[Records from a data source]
######
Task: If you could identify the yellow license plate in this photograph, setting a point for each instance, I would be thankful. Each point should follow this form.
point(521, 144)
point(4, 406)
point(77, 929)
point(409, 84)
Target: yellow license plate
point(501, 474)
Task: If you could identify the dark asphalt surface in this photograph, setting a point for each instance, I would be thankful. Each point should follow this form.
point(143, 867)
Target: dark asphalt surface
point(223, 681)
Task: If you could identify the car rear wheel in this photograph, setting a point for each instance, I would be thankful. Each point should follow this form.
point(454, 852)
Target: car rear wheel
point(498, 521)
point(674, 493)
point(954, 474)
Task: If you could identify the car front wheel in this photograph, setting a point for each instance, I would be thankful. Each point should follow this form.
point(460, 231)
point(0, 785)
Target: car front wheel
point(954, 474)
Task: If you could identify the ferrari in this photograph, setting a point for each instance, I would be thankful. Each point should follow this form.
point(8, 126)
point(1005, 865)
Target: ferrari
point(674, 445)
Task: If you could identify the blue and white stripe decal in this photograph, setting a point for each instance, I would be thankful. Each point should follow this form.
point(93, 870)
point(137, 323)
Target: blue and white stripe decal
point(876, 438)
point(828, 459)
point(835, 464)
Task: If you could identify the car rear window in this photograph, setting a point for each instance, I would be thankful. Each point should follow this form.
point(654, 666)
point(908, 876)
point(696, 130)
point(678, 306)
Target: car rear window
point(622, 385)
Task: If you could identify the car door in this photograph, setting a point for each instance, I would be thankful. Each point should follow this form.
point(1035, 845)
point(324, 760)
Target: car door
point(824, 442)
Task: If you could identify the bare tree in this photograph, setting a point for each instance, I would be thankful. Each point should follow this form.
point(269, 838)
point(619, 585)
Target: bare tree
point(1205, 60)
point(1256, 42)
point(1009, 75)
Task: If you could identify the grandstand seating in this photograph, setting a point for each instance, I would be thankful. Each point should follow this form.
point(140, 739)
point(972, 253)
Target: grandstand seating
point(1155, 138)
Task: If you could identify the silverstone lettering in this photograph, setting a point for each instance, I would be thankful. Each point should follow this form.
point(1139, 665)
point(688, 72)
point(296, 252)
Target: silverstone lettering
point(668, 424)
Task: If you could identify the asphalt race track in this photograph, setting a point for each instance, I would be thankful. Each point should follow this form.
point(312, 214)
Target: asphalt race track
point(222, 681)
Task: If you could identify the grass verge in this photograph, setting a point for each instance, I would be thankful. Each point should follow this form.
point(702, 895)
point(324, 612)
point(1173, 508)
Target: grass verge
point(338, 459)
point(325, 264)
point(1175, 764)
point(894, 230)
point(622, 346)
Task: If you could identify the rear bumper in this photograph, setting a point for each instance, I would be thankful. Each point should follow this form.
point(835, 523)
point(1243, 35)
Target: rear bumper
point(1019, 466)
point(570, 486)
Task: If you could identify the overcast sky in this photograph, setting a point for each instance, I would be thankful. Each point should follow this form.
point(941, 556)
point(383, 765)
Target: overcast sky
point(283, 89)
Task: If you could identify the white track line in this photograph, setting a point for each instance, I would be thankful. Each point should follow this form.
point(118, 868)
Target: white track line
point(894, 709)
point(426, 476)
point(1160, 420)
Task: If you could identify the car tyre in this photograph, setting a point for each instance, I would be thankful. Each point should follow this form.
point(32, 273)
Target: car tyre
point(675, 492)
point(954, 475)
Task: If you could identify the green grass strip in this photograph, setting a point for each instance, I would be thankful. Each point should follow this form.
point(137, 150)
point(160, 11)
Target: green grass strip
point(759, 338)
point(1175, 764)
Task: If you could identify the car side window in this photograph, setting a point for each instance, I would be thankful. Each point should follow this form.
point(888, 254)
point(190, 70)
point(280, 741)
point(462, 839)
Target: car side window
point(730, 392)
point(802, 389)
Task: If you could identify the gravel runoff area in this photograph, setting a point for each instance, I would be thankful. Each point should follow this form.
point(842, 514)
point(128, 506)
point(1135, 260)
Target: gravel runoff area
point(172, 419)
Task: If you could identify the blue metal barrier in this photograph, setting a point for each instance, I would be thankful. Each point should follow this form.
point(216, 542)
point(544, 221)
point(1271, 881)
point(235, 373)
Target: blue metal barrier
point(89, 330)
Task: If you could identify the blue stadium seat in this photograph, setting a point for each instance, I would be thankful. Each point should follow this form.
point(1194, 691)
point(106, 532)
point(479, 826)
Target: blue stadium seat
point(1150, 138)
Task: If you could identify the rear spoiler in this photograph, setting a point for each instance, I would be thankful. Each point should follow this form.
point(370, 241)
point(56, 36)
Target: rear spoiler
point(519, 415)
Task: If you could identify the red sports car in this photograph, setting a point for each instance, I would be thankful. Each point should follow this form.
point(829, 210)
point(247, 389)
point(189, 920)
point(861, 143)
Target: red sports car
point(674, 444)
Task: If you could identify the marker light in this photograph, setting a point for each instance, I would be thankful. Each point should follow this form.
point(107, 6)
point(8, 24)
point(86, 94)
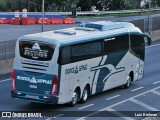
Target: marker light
point(55, 85)
point(13, 79)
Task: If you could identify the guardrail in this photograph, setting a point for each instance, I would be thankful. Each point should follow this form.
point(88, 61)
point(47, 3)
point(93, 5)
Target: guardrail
point(81, 13)
point(7, 48)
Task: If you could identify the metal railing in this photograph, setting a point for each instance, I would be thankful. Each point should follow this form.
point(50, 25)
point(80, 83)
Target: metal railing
point(7, 48)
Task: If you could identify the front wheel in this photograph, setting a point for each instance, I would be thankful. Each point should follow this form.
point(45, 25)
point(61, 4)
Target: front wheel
point(75, 97)
point(85, 95)
point(129, 80)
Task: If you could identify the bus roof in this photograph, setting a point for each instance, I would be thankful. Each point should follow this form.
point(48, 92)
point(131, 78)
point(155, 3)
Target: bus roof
point(84, 32)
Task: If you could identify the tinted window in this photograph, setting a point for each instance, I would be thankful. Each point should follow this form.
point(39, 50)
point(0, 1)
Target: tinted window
point(137, 45)
point(36, 50)
point(116, 44)
point(78, 52)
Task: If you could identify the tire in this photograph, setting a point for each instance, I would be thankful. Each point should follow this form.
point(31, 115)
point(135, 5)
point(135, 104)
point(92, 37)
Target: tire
point(85, 95)
point(75, 98)
point(128, 84)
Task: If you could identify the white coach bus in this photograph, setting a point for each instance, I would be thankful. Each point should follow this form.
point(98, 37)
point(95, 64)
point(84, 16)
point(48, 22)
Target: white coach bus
point(68, 65)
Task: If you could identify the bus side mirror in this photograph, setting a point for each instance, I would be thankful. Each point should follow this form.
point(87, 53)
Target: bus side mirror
point(148, 38)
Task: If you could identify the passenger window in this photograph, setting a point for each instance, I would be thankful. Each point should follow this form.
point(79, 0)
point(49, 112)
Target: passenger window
point(116, 44)
point(137, 45)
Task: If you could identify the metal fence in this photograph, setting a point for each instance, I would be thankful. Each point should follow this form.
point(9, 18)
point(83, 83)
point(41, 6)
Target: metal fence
point(7, 48)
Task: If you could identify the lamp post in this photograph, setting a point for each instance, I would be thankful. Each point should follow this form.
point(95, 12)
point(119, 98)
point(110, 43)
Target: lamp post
point(149, 19)
point(42, 16)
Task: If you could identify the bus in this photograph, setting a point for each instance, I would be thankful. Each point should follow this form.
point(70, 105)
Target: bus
point(69, 65)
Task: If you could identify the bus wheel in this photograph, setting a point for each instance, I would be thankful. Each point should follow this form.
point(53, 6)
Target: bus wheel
point(129, 80)
point(85, 95)
point(75, 97)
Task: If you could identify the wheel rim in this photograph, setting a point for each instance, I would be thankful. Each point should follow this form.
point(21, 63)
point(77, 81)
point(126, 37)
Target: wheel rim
point(85, 95)
point(74, 98)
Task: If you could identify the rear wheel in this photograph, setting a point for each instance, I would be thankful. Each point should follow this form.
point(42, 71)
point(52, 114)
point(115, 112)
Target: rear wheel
point(85, 95)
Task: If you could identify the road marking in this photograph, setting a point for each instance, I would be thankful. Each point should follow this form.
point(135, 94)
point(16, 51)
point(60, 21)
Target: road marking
point(156, 92)
point(144, 105)
point(137, 89)
point(113, 97)
point(152, 45)
point(119, 114)
point(5, 80)
point(156, 82)
point(55, 117)
point(85, 106)
point(89, 115)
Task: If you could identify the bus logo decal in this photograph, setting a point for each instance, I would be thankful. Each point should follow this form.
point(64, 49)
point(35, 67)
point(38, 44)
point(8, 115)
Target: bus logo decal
point(36, 46)
point(76, 70)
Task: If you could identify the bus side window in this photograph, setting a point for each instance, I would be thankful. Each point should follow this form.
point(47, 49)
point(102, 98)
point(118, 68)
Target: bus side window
point(137, 45)
point(116, 44)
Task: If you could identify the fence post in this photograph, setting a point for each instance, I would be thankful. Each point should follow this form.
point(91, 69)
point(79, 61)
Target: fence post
point(5, 51)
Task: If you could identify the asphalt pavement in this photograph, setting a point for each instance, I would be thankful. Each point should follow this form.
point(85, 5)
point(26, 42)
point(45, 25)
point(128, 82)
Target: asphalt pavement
point(142, 96)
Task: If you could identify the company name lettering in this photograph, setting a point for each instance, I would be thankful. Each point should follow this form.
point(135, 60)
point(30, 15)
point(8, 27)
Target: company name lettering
point(76, 69)
point(34, 80)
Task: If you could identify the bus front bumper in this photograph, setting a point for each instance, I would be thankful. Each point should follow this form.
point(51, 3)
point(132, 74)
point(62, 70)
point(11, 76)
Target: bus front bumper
point(40, 98)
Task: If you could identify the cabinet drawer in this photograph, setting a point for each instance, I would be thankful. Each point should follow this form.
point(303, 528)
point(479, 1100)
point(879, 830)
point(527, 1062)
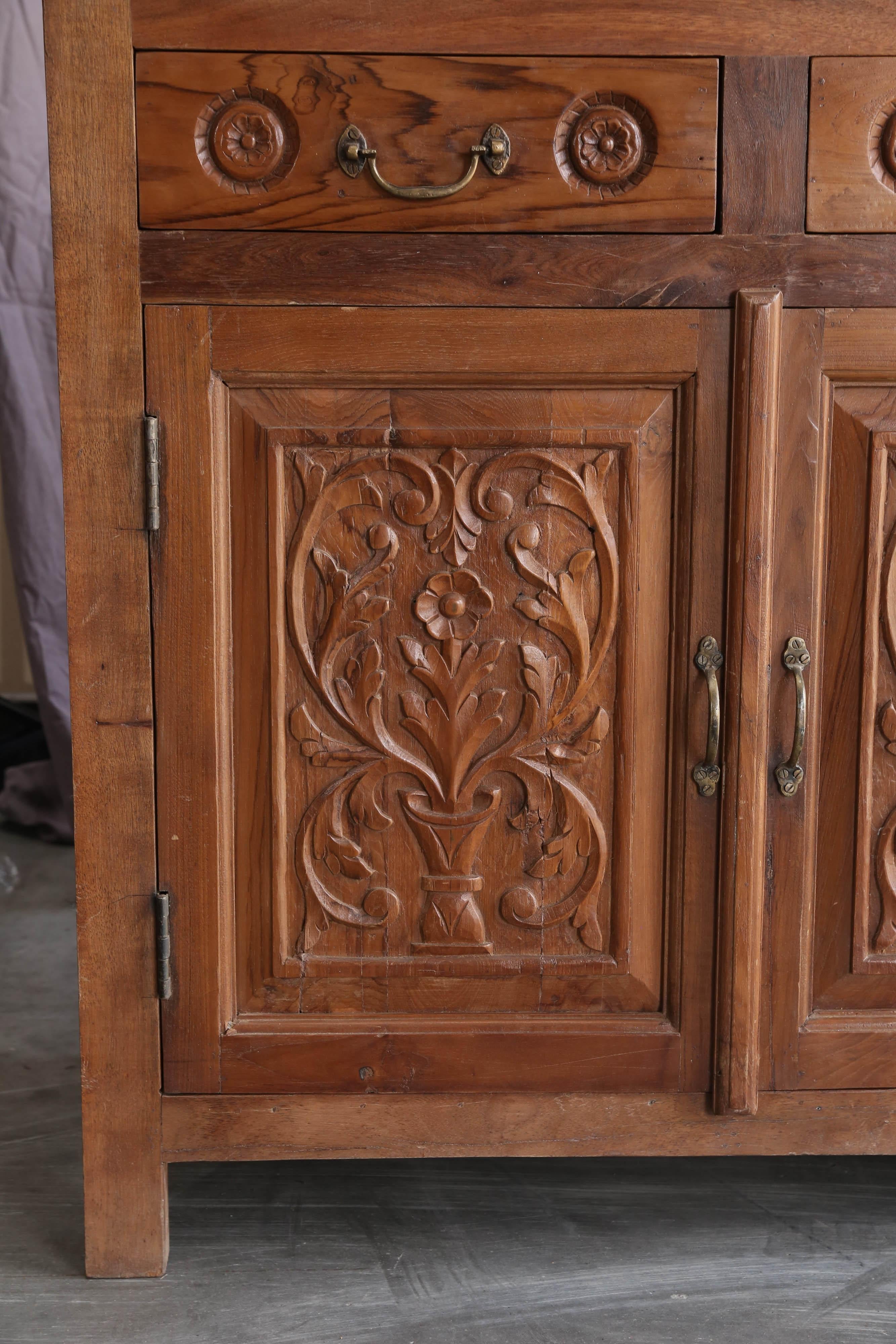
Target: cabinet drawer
point(250, 142)
point(852, 146)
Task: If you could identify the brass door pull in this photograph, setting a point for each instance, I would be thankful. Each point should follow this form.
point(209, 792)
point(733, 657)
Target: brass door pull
point(352, 154)
point(709, 661)
point(791, 773)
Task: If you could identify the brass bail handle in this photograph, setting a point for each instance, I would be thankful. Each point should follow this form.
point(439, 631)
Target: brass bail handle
point(791, 773)
point(352, 154)
point(707, 773)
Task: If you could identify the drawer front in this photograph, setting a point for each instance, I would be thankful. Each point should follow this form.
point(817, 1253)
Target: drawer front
point(229, 142)
point(852, 146)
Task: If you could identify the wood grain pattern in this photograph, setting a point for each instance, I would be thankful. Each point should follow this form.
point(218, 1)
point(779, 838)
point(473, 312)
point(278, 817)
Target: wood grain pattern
point(799, 585)
point(422, 115)
point(191, 643)
point(637, 1053)
point(649, 28)
point(571, 1126)
point(748, 654)
point(764, 144)
point(851, 189)
point(253, 346)
point(98, 308)
point(515, 272)
point(832, 974)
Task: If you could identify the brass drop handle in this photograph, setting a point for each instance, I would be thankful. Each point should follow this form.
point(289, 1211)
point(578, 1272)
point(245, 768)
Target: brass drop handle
point(709, 661)
point(791, 773)
point(352, 154)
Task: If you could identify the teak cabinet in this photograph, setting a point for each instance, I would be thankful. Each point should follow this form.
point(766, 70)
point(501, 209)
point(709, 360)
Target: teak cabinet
point(480, 450)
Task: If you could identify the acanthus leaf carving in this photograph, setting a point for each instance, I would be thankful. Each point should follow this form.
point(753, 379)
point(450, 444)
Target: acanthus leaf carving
point(457, 721)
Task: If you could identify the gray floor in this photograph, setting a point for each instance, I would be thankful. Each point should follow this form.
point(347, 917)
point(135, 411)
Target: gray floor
point(413, 1253)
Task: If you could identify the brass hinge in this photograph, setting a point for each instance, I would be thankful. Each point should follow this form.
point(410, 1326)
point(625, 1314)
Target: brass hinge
point(163, 944)
point(151, 450)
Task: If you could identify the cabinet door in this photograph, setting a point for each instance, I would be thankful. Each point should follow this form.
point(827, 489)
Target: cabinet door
point(832, 853)
point(426, 599)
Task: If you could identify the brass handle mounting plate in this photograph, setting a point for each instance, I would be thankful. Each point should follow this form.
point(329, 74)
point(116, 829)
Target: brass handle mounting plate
point(791, 773)
point(707, 773)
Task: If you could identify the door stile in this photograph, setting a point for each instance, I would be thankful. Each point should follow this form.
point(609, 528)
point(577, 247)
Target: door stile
point(191, 604)
point(799, 599)
point(754, 447)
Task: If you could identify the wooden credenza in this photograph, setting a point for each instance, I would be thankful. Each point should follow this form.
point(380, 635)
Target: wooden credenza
point(480, 447)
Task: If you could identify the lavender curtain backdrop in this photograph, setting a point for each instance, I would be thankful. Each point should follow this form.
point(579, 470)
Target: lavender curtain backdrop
point(39, 794)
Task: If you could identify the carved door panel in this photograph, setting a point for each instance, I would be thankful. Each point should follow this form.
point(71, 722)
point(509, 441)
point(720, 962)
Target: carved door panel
point(832, 854)
point(426, 599)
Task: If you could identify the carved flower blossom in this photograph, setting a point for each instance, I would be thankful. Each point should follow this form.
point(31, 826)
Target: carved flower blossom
point(605, 146)
point(452, 605)
point(249, 140)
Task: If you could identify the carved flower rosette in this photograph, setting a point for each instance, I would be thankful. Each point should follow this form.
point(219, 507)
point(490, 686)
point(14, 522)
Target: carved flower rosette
point(605, 144)
point(453, 618)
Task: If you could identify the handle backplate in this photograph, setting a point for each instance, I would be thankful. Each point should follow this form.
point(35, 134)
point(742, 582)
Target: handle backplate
point(707, 773)
point(352, 154)
point(791, 773)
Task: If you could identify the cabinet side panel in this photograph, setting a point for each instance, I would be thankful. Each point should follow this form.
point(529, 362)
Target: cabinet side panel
point(90, 100)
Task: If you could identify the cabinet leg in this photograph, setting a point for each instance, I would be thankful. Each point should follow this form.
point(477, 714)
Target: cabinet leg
point(125, 1209)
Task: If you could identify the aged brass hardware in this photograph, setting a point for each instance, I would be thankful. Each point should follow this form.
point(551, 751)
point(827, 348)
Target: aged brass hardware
point(707, 773)
point(352, 154)
point(151, 451)
point(791, 773)
point(162, 907)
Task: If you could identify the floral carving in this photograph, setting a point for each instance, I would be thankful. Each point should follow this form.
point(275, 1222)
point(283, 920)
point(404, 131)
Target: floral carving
point(605, 143)
point(452, 605)
point(455, 751)
point(606, 146)
point(246, 140)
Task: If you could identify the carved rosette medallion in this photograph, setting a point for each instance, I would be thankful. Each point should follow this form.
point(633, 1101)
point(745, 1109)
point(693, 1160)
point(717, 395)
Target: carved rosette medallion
point(882, 146)
point(246, 140)
point(606, 144)
point(410, 696)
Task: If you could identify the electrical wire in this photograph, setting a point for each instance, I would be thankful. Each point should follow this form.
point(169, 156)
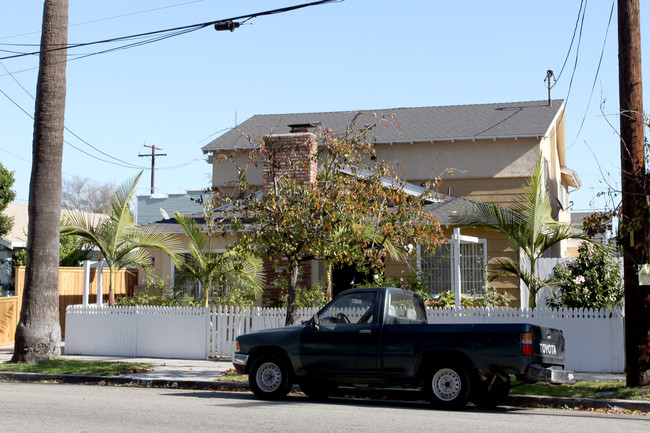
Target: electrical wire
point(575, 29)
point(159, 35)
point(102, 19)
point(575, 64)
point(593, 86)
point(122, 163)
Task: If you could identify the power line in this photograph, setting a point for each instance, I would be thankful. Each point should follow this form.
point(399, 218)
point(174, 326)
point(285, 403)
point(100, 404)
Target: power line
point(593, 86)
point(575, 29)
point(121, 162)
point(159, 35)
point(103, 19)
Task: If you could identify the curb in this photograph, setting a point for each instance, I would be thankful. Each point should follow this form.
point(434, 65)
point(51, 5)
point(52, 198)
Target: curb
point(516, 400)
point(121, 380)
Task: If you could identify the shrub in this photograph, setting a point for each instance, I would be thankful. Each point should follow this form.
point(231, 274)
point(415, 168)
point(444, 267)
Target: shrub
point(593, 280)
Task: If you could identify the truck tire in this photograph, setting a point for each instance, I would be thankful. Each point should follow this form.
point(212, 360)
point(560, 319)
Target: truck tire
point(494, 396)
point(318, 389)
point(448, 386)
point(269, 378)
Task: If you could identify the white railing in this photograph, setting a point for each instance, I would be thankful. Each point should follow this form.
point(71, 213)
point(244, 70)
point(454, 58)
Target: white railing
point(594, 338)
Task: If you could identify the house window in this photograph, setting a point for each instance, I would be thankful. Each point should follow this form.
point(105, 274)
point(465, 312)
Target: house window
point(437, 269)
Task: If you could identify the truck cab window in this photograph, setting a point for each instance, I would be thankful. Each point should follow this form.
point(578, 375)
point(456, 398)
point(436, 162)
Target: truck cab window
point(352, 309)
point(405, 308)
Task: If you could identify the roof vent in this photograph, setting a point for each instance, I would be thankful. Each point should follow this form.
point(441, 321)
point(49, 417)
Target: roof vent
point(296, 128)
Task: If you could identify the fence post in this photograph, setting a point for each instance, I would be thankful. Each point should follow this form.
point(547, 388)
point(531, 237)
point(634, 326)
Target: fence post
point(86, 289)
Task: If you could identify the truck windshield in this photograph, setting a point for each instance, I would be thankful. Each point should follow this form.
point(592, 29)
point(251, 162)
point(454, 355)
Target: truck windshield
point(405, 308)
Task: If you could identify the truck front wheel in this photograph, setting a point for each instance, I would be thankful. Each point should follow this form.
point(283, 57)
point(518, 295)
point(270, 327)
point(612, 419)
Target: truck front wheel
point(269, 378)
point(448, 386)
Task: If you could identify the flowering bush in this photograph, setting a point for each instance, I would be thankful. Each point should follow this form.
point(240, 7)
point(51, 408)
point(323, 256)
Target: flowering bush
point(593, 280)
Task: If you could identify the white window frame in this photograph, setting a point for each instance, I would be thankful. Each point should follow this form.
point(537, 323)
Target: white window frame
point(455, 272)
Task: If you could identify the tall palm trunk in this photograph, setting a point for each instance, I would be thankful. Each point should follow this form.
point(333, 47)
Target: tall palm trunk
point(38, 334)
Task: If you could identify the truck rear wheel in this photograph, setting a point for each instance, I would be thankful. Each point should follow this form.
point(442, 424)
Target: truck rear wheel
point(269, 378)
point(448, 386)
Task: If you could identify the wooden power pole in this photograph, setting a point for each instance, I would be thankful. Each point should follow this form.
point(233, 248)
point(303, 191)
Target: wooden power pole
point(153, 162)
point(634, 221)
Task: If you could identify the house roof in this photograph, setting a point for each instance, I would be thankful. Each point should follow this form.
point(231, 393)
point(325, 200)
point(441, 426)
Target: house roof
point(454, 122)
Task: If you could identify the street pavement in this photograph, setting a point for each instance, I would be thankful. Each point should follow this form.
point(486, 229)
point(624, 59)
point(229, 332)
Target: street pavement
point(205, 374)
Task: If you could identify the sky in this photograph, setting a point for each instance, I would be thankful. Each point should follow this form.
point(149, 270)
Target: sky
point(180, 93)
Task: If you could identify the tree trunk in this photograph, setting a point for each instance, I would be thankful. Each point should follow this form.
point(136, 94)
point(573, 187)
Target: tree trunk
point(111, 284)
point(38, 334)
point(534, 287)
point(330, 284)
point(294, 269)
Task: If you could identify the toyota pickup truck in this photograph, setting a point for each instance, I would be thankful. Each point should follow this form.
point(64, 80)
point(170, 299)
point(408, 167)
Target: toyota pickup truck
point(374, 337)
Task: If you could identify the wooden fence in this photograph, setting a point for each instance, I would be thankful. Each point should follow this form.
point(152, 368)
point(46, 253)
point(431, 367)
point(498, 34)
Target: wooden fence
point(71, 280)
point(594, 338)
point(8, 319)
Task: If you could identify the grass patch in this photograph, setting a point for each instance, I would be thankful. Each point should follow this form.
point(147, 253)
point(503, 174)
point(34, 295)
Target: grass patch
point(614, 389)
point(75, 366)
point(232, 376)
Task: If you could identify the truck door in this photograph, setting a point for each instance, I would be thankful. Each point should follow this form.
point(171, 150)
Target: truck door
point(346, 341)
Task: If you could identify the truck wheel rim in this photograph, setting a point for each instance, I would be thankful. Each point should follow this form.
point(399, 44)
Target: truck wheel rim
point(269, 377)
point(446, 384)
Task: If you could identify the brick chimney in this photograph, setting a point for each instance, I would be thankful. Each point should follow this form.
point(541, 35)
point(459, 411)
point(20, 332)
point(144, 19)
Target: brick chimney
point(293, 155)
######
Instructions to follow —
In the listing above, find the line containing "Task: If you could identify the truck wheel", then reproduce it and each line after it through the end, exactly and with nothing added.

Output of the task —
Task: If you could identify the truck wheel rim in this photograph, setting a point for each instance, I would be thankful. Each point should follow this form.
point(399, 44)
Target: truck wheel rim
point(269, 377)
point(446, 384)
Task: If you could identify the brick chimney in this photograph, setting a point for each instance, I would be thankful. Each point should follow this form.
point(541, 35)
point(459, 411)
point(20, 332)
point(144, 19)
Target: brick chimney
point(293, 155)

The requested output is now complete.